Exercise brief =
Copy out the forum thread on the 2 month old Nubian, starting with "## NubianFan (Jun" and going on through "mama's udder like?", with "sturdy" replaced by "strong".

** start Text provided **

# 2 month old nubian



## J-TRanch (Jan 31, 2014)

NW KS J-T Ranch Goats


----------



## kccjer (Jan 27, 2012)

No answers for you but I'll be watching this thread since we're thinking about breeding a couple to him. We're thinking Cinnamon, Chili (Cinn's girl from last year) and Fiona, our black headed one. Still debating on the tricolor doe...


----------



## ksalvagno (Oct 6, 2009)

Pretty girl!


----------



## kccjer (Jan 27, 2012)

Karen....it's a boy. LOL


----------



## ksalvagno (Oct 6, 2009)

Ok. Pretty boy!


----------



## kccjer (Jan 27, 2012)

Hehe


----------



## NubianFan (Jun 3, 2013)

I think he looks nice, I like his sturdy legs and thick body. I don't see anything glaringly wrong. His top line looks fairly level from that pic, his neck ties in well, he looks to have adequate brisket. What's mama's udder like?

** end Text provided **
** start Data entries **

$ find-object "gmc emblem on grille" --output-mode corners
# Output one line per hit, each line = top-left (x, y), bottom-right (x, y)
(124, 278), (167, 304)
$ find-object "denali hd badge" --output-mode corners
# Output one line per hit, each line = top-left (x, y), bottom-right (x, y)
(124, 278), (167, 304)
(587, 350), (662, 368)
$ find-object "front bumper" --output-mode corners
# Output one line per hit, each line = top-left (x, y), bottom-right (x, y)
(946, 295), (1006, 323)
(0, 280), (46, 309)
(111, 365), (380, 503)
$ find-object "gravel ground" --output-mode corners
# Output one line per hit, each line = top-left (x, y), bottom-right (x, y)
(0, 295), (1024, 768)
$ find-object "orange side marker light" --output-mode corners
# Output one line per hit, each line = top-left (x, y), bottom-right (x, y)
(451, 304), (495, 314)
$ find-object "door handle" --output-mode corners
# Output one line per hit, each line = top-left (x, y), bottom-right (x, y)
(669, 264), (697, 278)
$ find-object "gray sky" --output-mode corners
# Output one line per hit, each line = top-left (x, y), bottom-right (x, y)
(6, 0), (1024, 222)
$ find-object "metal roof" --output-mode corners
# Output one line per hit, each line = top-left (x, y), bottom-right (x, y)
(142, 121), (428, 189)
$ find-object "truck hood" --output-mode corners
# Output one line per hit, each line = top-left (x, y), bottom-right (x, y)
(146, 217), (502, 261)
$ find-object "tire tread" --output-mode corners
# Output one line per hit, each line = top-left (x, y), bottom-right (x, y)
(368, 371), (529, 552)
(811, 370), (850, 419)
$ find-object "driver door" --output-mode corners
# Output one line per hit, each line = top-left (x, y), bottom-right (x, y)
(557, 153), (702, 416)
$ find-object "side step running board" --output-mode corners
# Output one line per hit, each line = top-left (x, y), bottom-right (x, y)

** end Data entries **

Full response =
## NubianFan (Jun 3, 2013)

I think he looks nice, I like his strong legs and thick body. I don't see anything glaringly wrong. His top line looks fairly level from that pic, his neck ties in well, he looks to have adequate brisket. What's mama's udder like?